◆ **What is required**
Look through the records, and wherever the string "foliage" turns up, copy out that line.

◆ **Records shown**
·····

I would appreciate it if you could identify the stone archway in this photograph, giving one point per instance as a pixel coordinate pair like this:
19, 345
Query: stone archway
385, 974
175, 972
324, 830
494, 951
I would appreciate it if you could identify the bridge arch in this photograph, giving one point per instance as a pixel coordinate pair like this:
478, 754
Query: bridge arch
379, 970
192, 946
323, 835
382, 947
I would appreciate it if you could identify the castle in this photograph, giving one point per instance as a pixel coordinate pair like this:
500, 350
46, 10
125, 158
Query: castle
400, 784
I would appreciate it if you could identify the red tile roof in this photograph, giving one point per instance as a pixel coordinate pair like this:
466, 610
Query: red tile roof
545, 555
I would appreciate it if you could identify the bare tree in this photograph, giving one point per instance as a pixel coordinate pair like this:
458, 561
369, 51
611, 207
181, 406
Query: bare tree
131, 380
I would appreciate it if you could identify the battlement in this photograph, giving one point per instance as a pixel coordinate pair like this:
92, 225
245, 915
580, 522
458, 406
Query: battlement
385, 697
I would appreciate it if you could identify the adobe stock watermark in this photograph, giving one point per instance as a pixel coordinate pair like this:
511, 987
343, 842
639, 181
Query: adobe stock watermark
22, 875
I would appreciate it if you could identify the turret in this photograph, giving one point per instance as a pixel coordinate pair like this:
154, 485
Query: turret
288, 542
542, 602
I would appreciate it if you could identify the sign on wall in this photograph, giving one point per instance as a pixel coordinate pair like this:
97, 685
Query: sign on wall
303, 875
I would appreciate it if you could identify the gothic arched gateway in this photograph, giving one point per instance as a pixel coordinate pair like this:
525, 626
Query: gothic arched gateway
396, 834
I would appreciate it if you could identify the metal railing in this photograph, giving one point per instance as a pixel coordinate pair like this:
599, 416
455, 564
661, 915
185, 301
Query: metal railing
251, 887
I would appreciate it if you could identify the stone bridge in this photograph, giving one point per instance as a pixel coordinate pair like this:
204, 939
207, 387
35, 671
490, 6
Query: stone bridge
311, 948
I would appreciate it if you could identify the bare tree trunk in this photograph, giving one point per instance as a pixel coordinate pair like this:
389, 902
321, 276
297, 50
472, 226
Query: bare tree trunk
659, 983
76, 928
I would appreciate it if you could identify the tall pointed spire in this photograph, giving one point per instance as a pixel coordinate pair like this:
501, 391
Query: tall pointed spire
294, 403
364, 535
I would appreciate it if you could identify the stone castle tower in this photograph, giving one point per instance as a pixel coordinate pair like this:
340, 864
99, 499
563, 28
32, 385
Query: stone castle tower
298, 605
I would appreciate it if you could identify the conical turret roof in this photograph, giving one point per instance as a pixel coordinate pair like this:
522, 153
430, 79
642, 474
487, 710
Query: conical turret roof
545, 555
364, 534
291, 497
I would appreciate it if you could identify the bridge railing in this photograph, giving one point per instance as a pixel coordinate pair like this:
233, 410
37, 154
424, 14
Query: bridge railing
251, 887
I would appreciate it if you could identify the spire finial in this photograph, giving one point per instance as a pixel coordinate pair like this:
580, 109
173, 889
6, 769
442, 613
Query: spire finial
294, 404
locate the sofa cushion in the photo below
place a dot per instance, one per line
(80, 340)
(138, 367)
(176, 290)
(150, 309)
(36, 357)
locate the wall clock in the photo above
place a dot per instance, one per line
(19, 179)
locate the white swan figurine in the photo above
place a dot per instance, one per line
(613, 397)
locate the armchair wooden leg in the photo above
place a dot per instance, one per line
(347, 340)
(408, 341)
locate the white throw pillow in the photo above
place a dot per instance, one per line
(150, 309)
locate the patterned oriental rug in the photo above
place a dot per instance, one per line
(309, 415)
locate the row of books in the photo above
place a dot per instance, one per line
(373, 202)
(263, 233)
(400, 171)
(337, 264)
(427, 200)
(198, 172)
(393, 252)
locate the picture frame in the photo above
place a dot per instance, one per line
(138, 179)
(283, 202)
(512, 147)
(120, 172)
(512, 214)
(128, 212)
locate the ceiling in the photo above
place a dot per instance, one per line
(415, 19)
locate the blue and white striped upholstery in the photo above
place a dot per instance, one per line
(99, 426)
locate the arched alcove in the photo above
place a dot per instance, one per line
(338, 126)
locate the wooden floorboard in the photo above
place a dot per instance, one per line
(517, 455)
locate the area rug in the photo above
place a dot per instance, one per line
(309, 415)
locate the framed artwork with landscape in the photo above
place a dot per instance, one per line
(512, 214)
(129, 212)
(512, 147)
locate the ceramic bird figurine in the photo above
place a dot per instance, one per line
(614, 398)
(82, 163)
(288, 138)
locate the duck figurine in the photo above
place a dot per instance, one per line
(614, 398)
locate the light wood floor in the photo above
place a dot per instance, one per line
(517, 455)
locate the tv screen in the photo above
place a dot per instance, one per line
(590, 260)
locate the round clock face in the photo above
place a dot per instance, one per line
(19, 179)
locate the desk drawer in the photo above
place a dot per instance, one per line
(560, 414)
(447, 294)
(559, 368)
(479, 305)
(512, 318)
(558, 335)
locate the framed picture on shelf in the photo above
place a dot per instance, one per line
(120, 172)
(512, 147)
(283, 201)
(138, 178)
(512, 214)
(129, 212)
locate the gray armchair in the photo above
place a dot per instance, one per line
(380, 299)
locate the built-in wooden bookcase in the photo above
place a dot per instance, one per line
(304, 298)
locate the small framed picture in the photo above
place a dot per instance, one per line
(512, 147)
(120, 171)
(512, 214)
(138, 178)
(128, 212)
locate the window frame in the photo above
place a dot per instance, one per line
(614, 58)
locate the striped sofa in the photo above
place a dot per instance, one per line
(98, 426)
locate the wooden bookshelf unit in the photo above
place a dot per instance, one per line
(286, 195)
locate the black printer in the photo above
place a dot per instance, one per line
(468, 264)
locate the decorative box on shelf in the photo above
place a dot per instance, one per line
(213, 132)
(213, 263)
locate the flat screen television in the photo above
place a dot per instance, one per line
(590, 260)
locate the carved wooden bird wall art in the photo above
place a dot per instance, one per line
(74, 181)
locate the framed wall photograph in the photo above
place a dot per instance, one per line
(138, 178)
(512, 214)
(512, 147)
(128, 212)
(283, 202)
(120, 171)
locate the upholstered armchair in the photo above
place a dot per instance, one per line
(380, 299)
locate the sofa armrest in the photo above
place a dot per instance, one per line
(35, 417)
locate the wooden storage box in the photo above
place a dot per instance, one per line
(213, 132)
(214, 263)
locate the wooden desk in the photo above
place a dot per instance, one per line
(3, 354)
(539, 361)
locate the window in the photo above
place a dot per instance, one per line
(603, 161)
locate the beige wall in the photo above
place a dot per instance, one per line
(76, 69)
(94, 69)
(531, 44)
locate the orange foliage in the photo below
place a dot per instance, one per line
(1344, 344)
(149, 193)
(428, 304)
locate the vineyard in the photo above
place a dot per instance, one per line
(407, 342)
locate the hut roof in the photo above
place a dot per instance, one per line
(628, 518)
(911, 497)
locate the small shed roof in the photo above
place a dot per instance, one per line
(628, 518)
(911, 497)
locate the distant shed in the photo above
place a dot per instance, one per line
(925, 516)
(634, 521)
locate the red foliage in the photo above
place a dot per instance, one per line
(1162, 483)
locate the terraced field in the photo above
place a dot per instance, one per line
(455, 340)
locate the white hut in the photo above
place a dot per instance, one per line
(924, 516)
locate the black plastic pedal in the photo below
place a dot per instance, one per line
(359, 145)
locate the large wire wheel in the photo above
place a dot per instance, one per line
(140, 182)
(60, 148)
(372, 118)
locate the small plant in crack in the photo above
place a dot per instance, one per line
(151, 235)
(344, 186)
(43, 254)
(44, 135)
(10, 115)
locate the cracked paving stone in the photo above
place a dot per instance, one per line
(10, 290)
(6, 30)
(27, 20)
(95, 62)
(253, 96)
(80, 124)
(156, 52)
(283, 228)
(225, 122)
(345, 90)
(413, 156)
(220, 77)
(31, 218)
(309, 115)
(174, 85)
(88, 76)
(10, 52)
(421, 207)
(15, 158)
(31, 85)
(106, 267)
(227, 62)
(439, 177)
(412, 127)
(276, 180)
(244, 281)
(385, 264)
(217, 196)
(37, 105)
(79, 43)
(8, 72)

·····

◆ **Response area**
locate the orange foliage in the photo below
locate the red foliage in the photo above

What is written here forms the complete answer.